### GIVEN INSTRUCTION A
Copy out the padel article below word for word, from its first sentence to its last.

### ARTICLE

* * * * * * *

It’s that time of year again, spring is here. As we shrug off the mantle of winter in Europe and say goodbye to the joys of cold weather pursuits, we might look forward towards an uplift of activity during the warmer months. A round of golf, perhaps, or paddling on the lake?
And then there’s tennis. Long, wonderfully exhausting sessions of deep ground strokes, mesmerizing back and forth, and the simple sense of achievement that comes with putting a small yellow ball over a net.
Unless you’ve been a hermit of late, you may have noticed the truly meteoric rise of padel as the fastest growing racquet sport on Earth. More compact than tennis, yet fast-paced and tremendously fun, this activity is quickly becoming a go-to form of exercise that anyone can get involved with.
What’s all the racket/racquet about?
Padel is the modern evolution of a long ancestral line of racquet sports. Back in the early 1300s, real tennis, or Jeu de Paume, was a favorite of Louis X of France. Played in an enclosed indoor space, this sport eventually broke out to become ‘lawn tennis’, much as we all know today.

* * * * * * *

### ENTRIES PROVIDED
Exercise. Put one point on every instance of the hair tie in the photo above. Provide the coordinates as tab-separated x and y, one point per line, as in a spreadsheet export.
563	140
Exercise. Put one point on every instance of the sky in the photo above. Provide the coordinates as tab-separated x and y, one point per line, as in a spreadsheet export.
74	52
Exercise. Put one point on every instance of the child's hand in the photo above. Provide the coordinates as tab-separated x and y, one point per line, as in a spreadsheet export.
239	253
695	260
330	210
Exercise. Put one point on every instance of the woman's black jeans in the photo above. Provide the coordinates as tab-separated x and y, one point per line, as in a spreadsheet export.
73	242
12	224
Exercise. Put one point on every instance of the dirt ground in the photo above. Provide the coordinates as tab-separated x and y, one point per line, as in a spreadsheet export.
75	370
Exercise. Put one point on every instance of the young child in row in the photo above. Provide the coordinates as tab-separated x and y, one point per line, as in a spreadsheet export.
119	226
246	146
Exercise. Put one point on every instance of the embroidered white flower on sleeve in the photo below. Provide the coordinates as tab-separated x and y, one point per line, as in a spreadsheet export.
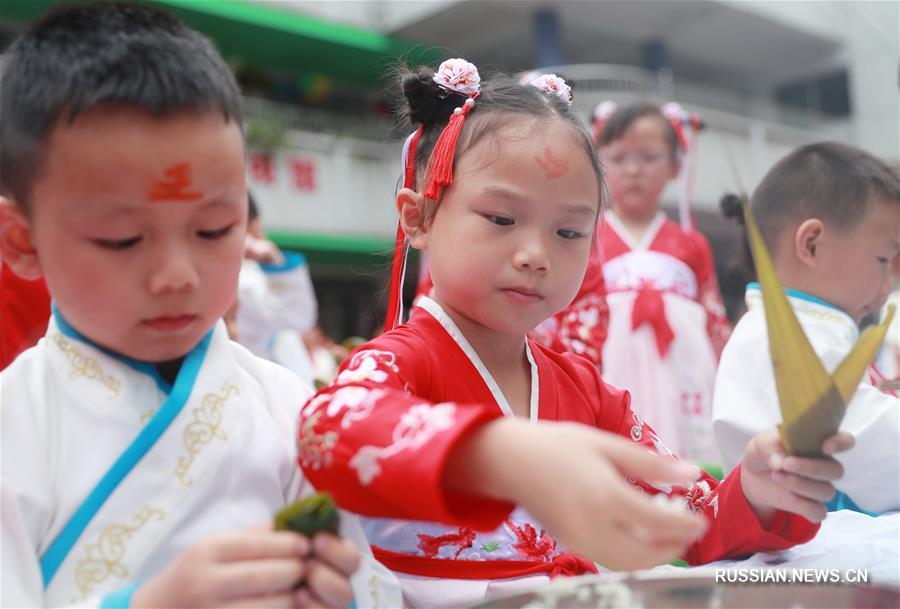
458	75
416	426
553	85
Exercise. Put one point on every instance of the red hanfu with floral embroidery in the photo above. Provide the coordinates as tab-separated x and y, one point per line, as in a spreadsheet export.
379	437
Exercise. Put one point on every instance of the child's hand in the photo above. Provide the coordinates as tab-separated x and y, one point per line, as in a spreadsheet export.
327	574
774	481
256	567
571	478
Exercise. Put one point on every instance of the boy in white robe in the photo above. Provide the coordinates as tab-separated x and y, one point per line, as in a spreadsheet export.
830	215
139	445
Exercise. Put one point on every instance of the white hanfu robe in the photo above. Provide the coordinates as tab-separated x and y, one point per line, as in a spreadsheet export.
276	304
226	461
745	401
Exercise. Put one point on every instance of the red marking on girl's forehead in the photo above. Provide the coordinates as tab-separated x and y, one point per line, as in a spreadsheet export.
175	186
553	167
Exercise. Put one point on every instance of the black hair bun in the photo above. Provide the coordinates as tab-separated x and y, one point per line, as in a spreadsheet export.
427	103
732	207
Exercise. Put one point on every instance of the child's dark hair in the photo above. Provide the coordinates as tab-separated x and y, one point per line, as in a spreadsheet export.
620	121
834	182
501	101
77	57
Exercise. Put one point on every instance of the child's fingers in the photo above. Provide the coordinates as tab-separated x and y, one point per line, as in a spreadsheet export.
784	499
327	586
304	600
645	465
765	452
274	601
244	579
340	554
640	513
815	469
805	487
839	442
250	545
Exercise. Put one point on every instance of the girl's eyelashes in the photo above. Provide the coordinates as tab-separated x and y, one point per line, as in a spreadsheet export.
215	234
117	244
566	233
498	220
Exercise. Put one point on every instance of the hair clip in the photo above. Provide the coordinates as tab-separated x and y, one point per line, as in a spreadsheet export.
552	84
459	76
602	112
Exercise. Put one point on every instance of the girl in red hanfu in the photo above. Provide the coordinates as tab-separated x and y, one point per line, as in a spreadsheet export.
483	457
667	324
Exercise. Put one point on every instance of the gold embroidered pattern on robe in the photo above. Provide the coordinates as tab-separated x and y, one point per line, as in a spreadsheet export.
104	557
85	366
205	426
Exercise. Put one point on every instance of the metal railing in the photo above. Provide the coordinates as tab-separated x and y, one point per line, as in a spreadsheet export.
600	79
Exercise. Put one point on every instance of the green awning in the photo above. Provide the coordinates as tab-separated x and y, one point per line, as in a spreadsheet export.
273	38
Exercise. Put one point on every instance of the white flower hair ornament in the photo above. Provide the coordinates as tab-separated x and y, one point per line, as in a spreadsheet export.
604	110
459	76
552	84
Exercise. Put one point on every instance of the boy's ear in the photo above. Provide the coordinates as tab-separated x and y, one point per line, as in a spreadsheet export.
808	240
411	208
16	247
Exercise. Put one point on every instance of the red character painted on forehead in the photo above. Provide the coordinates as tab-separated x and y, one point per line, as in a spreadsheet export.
176	185
552	166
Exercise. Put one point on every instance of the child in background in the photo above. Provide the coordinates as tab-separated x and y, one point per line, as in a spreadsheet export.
666	318
503	189
829	214
138	443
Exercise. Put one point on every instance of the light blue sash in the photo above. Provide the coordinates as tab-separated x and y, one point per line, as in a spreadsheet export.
130	457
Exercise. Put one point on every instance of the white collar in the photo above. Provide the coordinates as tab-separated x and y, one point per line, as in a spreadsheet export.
808	308
625	235
436	311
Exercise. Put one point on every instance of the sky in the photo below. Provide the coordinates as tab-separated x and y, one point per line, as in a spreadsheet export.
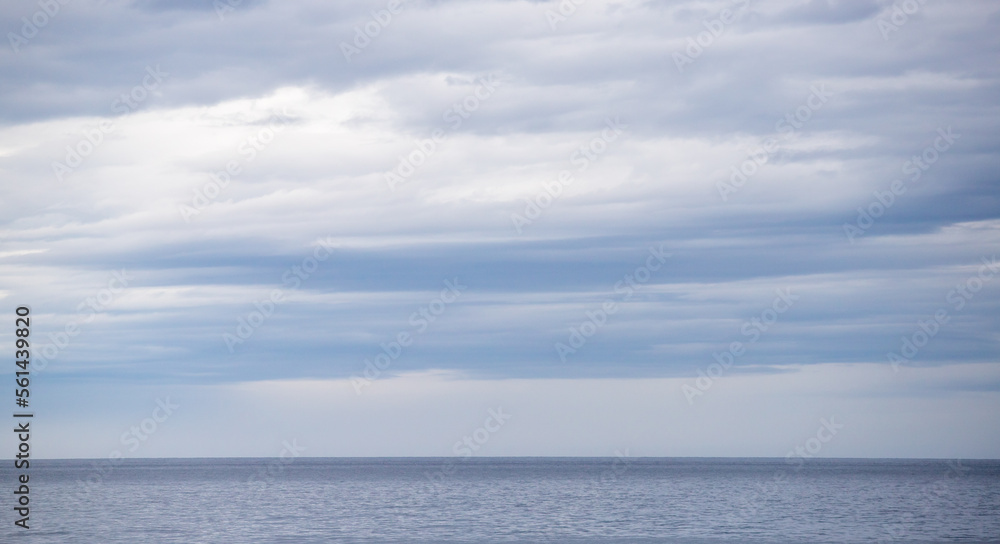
642	228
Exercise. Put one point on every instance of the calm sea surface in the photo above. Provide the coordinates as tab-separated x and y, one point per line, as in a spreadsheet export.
569	500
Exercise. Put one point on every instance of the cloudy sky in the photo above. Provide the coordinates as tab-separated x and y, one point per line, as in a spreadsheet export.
654	227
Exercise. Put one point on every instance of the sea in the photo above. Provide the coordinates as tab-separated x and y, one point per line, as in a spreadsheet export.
476	500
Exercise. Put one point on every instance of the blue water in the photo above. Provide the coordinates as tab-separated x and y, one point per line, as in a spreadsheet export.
569	500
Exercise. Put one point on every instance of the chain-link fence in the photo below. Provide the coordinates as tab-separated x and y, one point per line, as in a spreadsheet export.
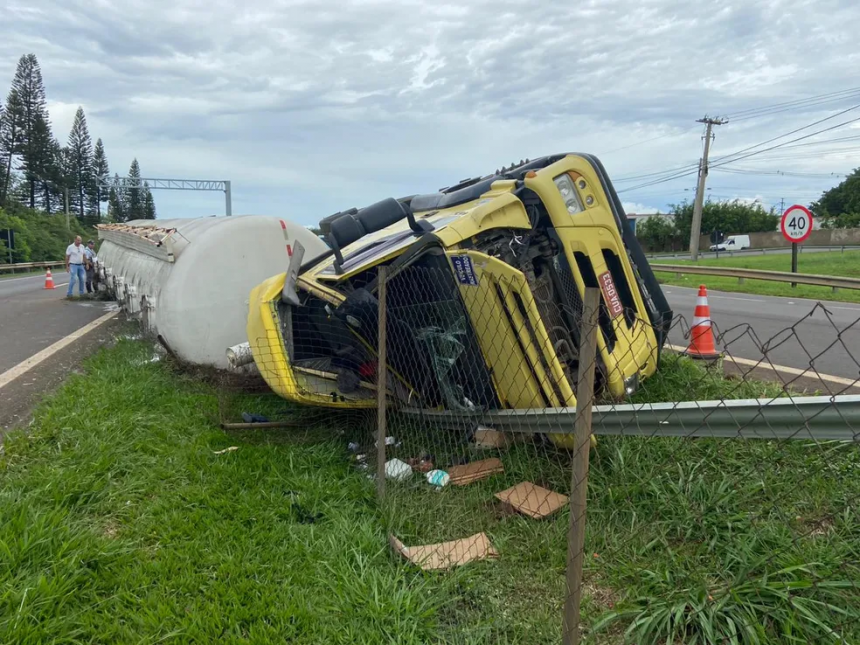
720	492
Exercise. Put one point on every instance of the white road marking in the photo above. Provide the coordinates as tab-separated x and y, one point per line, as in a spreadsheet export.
731	298
809	373
11	374
26	277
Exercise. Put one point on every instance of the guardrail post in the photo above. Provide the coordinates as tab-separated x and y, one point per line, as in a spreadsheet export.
579	472
381	384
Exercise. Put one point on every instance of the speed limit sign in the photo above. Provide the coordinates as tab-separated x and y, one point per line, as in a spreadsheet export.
796	224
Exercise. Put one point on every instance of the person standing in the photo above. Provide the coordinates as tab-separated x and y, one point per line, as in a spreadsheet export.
90	264
75	266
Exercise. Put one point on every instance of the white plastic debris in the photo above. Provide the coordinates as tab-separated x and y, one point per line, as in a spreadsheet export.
397	470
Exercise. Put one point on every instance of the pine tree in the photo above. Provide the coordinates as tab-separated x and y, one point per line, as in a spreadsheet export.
115	204
148	203
33	121
133	206
101	170
81	150
10	140
43	164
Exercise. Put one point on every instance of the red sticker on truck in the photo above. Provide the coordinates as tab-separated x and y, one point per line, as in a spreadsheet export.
610	295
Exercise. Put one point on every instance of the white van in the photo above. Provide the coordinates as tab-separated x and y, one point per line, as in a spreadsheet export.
732	243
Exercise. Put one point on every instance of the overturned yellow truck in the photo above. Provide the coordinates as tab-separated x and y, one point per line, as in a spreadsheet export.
483	298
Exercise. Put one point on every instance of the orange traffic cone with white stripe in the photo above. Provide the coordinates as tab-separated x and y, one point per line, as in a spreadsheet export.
701	335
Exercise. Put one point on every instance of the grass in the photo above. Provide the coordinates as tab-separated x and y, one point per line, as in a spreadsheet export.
829	263
118	523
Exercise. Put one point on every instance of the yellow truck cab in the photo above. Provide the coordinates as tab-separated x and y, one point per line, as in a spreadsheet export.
484	296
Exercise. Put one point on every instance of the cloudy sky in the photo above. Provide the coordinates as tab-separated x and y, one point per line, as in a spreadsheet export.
310	108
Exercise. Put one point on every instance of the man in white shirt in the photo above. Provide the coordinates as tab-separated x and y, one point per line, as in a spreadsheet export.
75	266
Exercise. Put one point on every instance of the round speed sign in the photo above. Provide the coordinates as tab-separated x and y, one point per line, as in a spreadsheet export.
796	224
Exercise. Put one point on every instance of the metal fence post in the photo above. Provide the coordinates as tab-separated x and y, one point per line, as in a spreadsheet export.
381	374
579	475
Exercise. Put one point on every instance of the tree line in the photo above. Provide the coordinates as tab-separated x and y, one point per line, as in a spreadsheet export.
38	172
838	207
671	232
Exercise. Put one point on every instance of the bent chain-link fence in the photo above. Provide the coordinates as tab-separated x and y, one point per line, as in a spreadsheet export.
721	494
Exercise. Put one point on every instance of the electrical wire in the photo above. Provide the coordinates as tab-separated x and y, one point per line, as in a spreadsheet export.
810	101
795	131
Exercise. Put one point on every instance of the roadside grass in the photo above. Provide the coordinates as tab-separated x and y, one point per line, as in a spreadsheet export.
118	523
829	263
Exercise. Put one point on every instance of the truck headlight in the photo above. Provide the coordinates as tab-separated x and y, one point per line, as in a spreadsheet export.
568	193
631	384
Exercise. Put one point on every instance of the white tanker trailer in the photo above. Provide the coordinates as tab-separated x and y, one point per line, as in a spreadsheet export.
189	279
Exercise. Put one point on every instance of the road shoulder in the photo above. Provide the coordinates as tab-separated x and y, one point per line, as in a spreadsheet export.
19	397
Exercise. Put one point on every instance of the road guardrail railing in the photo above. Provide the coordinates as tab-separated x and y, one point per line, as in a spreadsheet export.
834	282
25	266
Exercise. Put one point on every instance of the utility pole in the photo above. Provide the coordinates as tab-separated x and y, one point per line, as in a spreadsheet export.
696	229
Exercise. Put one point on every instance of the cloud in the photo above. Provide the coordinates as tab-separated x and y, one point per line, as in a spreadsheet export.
312	108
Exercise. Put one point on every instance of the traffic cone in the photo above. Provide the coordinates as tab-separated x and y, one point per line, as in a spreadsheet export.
49	281
701	335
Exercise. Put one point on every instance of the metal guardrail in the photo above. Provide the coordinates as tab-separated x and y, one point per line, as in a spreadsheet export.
816	418
763	251
31	265
834	282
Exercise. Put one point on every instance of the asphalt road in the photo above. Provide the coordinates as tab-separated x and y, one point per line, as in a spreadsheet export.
793	332
750	252
32	318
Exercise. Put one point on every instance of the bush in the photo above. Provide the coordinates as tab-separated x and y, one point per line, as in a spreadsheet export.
36	236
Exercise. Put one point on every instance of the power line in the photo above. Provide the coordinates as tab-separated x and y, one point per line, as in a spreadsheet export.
795	131
798	103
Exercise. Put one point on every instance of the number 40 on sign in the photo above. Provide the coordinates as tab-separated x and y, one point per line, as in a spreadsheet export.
796	224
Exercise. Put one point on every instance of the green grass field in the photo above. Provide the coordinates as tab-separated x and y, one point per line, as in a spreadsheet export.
120	524
828	263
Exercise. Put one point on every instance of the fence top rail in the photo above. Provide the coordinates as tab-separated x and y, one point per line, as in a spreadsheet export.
761	274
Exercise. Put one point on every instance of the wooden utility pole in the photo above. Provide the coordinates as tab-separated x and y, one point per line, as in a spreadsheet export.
696	229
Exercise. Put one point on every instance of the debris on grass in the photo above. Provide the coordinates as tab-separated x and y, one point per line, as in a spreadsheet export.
397	470
463	475
489	438
438	478
532	500
423	464
445	555
247	417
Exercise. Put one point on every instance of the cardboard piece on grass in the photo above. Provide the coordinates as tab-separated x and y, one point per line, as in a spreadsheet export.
445	555
462	475
489	438
532	500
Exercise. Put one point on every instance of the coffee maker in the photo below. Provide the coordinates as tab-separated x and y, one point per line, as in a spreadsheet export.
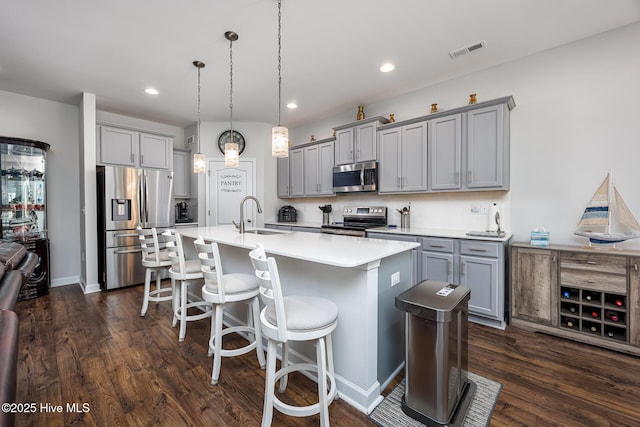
182	211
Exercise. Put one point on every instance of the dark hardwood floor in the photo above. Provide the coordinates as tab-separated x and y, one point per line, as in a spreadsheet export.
130	371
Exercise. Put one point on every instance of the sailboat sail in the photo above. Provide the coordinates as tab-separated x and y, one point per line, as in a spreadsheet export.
597	219
624	214
597	211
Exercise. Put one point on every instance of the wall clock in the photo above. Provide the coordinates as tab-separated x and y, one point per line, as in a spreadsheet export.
226	137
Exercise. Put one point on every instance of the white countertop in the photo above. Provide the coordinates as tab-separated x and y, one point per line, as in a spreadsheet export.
339	251
438	232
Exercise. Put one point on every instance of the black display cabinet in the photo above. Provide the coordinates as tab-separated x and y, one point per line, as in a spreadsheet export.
23	185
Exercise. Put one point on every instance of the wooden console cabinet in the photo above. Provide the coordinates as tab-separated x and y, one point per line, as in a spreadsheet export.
590	295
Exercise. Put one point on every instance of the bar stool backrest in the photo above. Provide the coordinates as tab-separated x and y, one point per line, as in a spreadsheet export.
270	288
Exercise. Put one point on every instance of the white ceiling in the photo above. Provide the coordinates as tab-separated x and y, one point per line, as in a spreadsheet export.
331	50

* * * * * * *

### GIVEN INSTRUCTION B
Scale everything in the listing from the line containing "Exercise. Put one point on every instance of the sailboat" down through the listing's last line. Write all of those lines out again, requests included, with each coordinate in the answers multiplied by 1.45 and rounded to a whole number (halves round up), and give only these lines.

### EXERCISE OUTPUT A
It’s that time of year again, spring is here. As we shrug off the mantle of winter in Europe and say goodbye to the joys of cold weather pursuits, we might look forward towards an uplift of activity during the warmer months. A round of golf, perhaps, or paddling on the lake?
And then there’s tennis. Long, wonderfully exhausting sessions of deep ground strokes, mesmerizing back and forth, and the simple sense of achievement that comes with putting a small yellow ball over a net.
Unless you’ve been a hermit of late, you may have noticed the truly meteoric rise of padel as the fastest growing racquet sport on Earth. More compact than tennis, yet fast-paced and tremendously fun, this activity is quickly becoming a go-to form of exercise that anyone can get involved with.
What’s all the racket/racquet about?
Padel is the modern evolution of a long ancestral line of racquet sports. Back in the early 1300s, real tennis, or Jeu de Paume, was a favorite of Louis X of France. Played in an enclosed indoor space, this sport eventually broke out to become ‘lawn tennis’, much as we all know today.

### EXERCISE OUTPUT B
Exercise. Put one point on every instance of the sailboat sail in the photo above. Provide the coordinates as tab-separated x and y, one point per line, as in a spreadsheet export.
866	318
905	310
866	306
Exercise. Put one point on every instance of the wall clock in the photo above. Provide the coordinates as tab-separated x and y, one point per line, as in a spreadsheet export.
328	199
Exercise. Put one point on every instance of the white countertop in the photo above. Provide the coordinates as tab-separated x and y, one point per line, as in a spreadsheet export.
492	364
635	336
Exercise. Put one point on every instance of the black display cabinet in the photo above. Provide the coordinates as tab-separated x and y, one point per line, as in a spreadsheet export.
33	268
Exercise. Put one point on every instance of the wooden console cabinet in the photo above. Provide the coordinates as tab-separated x and y, one point per line, as in a spreadsheet export.
856	428
Exercise. Put one point on every instance of the bar stool backrest in the photo above. Provide the coordinates as tab-separated x and y, one point per line, as in a spreadsheet export.
392	418
Exercise. Put one point on every instance of the white ceiling in the photo above. Provide the coordinates as tab-separated x and y, one point per line, as in a spreadsheet export.
480	73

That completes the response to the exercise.